» Dataset entries
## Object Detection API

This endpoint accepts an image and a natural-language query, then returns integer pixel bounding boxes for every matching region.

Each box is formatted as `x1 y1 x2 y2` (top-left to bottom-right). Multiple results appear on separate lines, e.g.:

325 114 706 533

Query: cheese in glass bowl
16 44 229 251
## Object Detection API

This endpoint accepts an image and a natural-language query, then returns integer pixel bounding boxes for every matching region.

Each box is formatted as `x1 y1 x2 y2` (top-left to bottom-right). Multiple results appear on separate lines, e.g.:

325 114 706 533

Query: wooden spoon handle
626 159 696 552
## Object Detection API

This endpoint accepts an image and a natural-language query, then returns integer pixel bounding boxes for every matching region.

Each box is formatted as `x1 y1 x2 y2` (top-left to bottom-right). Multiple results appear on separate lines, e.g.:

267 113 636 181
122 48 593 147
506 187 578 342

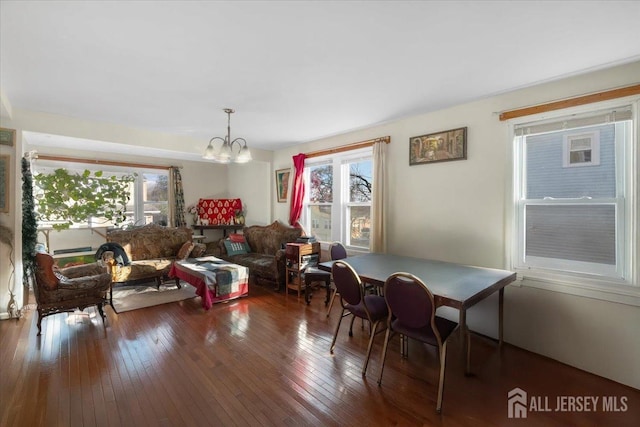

» Exercise
Without the images, output all the entries exactly as they stand.

» Answer space
## Object Detection API

This endpoint accepts an image and a natural-language query, then returns integer pixel bounding boxes for every matching region.

Each box is formatted as `x1 y1 x2 y2` (top-left to bottom-right). Multiple results appear on separate lines, e.g.:

325 114 706 533

Query: cheese in glass bowl
16 44 229 251
## Object Detection API

This endpoint accepts an image and a natural-language query, then returns integer pixel bounding boxes for every matching region.

Each box is formatted as `x1 y1 x2 y2` (top-left to bottom-right). Multiple results appear on separate lines, e.g.:

325 114 706 533

Query: wooden spoon handle
626 159 696 552
## Object Detection API

This endpoint accepts an image and a natural-language query, then returns integer pixel bounding boxes for every matching region.

Each box is formatted as `x1 y1 x2 y2` (top-left to bottom-right). Multiple results appear on separate lines, e.g.:

267 113 636 181
122 48 593 147
506 187 578 342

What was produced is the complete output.